**WORK TO COMPLETE**.
a. Translate this sentence from the sesquiterpene synthase abstract into Spanish: "Sesquiterpene synthases (STSs) catalyze the formation of a large class of plant volatiles called sesquiterpenes."
b. Using the byline of the sesquiterpene synthase paper, list every author in the form shown there.
c. Write the next part of the abstract on plant sesquiterpene synthases, starting after its final sentence.

Start of PROVIDED TEXT

Integrating structure-based machine learning and co-evolution to investigate specificity in plant sesquiterpene synthases

Durairaj, J.; Melillo, E.; Bouwmeester, H.J.; Beekwilder, M.J.; Ridder, D. de; Dijk, A.D.J. van


Sesquiterpene synthases (STSs) catalyze the formation of a large class of plant volatiles called sesquiterpenes. While thousands of putative STS sequences from diverse plant species are available, only a small number of them have been functionally characterized. Sequence identity-based screening for desired enzymes, often used in biotechnological applications, is difficult to apply here as STS sequence similarity is strongly affected by species. This calls for more sophisticated computational methods for functionality prediction.

End of PROVIDED TEXT
Start of DATA SUPPLIED

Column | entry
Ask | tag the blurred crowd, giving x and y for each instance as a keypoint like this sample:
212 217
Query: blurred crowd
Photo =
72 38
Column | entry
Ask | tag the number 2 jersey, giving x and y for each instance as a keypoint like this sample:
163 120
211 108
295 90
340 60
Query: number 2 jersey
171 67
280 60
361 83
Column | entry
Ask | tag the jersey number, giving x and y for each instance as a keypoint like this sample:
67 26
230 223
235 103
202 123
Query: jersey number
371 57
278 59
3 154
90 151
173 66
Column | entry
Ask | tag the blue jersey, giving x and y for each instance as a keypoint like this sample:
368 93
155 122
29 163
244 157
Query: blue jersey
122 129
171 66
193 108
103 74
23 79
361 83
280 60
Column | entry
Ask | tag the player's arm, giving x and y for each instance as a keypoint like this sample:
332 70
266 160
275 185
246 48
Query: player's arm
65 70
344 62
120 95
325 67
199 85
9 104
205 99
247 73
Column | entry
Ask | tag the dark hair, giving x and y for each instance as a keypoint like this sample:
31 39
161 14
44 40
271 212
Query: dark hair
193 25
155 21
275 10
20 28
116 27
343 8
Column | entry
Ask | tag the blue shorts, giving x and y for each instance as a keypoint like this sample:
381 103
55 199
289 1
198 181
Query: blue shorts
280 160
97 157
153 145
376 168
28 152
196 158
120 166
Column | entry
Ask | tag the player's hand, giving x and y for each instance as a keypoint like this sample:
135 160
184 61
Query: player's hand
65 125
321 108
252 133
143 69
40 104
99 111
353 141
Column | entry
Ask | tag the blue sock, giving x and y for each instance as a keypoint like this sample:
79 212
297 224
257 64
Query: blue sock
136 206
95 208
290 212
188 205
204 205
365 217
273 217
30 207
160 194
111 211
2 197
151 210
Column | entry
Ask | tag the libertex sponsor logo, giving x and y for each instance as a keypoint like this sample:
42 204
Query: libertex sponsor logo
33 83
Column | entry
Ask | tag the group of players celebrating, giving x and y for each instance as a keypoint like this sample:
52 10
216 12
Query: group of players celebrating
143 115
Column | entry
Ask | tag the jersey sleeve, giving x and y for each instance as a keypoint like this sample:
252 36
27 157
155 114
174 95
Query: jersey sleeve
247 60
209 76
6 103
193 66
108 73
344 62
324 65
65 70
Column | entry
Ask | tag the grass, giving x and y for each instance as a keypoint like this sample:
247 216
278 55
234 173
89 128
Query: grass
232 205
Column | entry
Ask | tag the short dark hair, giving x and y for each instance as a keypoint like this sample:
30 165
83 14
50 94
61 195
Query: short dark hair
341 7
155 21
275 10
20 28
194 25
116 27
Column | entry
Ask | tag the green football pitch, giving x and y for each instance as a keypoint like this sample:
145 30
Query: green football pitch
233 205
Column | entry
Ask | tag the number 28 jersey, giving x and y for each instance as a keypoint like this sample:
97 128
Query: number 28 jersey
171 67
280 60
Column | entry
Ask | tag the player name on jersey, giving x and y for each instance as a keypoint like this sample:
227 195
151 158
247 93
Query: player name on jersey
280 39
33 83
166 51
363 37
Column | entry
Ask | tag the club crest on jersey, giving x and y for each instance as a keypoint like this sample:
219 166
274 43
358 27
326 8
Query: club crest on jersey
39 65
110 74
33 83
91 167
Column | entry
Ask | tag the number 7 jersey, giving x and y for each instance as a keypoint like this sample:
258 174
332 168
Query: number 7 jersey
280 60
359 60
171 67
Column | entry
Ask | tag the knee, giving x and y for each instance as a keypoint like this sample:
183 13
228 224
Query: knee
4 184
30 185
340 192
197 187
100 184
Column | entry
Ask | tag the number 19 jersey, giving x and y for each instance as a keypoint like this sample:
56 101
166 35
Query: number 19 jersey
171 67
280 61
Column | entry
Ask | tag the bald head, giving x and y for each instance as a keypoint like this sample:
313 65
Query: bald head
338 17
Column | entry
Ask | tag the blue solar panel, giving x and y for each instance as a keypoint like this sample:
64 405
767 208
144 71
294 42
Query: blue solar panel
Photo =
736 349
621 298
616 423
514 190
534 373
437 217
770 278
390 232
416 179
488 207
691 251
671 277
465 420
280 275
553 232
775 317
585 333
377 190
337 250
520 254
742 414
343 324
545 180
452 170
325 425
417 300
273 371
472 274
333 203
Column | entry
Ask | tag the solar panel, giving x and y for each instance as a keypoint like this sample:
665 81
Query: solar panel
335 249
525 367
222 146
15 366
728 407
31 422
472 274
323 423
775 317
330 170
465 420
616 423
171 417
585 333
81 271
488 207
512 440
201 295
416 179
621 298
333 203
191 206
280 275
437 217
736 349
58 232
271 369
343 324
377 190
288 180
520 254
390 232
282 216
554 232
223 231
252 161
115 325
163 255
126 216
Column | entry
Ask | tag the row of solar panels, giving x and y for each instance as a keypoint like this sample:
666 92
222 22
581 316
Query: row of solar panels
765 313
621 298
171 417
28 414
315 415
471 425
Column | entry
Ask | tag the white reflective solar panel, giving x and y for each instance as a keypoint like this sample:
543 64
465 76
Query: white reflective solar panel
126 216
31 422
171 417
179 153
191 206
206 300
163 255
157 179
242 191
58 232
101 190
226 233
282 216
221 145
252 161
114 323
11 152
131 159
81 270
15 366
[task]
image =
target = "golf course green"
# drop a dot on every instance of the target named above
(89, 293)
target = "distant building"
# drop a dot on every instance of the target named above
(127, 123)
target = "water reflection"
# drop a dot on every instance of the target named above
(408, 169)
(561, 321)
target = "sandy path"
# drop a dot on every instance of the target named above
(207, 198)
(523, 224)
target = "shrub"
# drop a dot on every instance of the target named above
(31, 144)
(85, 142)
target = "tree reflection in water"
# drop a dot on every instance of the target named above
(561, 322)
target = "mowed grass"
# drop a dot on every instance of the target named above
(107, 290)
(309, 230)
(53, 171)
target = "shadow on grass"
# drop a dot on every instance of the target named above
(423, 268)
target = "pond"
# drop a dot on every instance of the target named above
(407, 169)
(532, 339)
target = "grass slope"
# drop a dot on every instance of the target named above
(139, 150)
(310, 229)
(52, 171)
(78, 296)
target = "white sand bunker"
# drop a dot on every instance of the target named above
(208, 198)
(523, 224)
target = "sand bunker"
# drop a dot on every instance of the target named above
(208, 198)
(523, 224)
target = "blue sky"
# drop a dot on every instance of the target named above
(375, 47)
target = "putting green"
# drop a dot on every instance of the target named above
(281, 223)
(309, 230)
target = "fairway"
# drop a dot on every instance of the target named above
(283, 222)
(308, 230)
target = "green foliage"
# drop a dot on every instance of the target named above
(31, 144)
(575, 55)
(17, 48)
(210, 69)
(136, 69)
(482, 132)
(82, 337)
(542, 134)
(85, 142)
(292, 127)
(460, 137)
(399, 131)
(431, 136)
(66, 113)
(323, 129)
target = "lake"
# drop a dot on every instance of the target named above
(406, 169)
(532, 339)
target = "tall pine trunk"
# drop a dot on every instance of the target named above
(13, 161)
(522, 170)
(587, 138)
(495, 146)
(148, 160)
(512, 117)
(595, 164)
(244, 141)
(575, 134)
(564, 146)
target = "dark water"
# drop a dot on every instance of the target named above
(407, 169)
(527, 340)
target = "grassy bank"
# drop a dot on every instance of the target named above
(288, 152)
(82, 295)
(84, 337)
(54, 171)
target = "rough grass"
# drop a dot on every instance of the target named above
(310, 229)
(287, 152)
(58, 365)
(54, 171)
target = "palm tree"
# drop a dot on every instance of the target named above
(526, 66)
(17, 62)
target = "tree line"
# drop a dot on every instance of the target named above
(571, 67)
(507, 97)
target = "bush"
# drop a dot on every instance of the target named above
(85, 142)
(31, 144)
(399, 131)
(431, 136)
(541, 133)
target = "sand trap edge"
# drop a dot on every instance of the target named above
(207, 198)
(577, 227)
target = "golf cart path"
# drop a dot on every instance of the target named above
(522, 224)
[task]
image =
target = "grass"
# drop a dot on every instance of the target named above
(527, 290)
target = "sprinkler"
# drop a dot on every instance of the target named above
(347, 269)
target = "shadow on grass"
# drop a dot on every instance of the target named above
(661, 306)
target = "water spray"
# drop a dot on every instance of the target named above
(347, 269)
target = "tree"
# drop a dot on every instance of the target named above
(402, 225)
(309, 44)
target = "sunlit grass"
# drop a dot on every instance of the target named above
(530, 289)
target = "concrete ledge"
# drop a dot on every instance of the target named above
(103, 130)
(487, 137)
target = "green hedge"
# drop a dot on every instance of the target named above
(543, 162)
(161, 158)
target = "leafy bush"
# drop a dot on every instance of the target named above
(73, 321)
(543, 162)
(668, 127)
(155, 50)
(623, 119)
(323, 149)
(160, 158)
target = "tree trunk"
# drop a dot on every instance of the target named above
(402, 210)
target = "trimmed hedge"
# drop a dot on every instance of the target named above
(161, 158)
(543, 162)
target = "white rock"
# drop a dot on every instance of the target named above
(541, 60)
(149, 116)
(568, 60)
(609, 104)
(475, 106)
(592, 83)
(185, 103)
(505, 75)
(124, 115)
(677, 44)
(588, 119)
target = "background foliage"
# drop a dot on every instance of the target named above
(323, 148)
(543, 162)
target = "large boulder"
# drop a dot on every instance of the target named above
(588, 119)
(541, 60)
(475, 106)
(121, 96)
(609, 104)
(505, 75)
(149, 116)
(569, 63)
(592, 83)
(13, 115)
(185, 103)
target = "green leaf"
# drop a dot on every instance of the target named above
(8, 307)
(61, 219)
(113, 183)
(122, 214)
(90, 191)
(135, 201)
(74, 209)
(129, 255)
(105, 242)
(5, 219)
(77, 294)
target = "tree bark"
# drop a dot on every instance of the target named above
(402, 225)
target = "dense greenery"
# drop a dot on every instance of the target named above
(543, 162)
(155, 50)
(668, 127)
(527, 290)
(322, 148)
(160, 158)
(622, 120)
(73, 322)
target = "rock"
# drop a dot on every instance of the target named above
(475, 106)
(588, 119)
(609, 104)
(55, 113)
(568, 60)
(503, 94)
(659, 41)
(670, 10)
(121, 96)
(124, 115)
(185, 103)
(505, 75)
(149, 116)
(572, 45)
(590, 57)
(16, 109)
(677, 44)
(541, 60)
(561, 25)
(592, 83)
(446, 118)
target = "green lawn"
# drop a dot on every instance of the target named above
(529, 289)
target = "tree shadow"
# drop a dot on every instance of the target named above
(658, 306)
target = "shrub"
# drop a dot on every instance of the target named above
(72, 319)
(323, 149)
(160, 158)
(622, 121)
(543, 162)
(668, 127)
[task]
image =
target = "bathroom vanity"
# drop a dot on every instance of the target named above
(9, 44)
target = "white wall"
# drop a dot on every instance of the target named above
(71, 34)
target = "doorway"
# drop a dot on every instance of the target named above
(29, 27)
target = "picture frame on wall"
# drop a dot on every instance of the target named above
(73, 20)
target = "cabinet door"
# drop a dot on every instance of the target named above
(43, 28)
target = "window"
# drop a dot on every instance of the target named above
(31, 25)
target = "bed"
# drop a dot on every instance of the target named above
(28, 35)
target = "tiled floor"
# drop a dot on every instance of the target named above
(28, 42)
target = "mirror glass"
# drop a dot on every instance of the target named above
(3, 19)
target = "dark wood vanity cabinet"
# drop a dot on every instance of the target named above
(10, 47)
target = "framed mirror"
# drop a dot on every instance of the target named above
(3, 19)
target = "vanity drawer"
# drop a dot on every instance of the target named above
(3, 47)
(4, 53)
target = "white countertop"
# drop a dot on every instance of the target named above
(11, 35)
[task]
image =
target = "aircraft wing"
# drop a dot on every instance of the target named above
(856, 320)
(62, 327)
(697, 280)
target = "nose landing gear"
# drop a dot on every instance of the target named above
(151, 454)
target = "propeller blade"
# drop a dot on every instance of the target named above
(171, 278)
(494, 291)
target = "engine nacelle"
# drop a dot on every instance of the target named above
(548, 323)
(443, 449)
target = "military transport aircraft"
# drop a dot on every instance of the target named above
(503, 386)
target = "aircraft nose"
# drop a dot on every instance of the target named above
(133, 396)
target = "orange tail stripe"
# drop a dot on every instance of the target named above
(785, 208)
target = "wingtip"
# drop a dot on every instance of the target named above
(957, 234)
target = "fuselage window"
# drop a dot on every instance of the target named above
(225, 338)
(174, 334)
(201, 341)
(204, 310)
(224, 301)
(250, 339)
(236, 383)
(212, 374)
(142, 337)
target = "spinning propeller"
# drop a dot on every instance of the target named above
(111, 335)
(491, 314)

End of DATA SUPPLIED

**ANSWER SET**.
a. Las sesquiterpeno sintasas (STS) catalizan la formación de una amplia clase de compuestos volátiles vegetales denominados sesquiterpenos.

b.
- Durairaj, J.
- Melillo, E.
- Bouwmeester, H.J.
- Beekwilder, M.J.
- Ridder, D. de
- Dijk, A.D.J. van

c.
We investigate the specificity of precursor cation formation in these elusive enzymes. By inspecting multi-product STSs, we demonstrate that STSs have a strong selectivity towards one precursor cation. We use a machine learning approach combining sequence and structure information to accurately predict precursor cation specificity for STSs across all plant species. We combine this with a co-evolutionary analysis on the wealth of uncharacterized putative STS sequences, to pinpoint residues and distant functional contacts influencing
cation formation and reaction pathway selection. These structural factors can be used to predict and engineer enzymes with specific functions, as we demonstrate by predicting and characterizing two novel STSs from Citrus bergamia.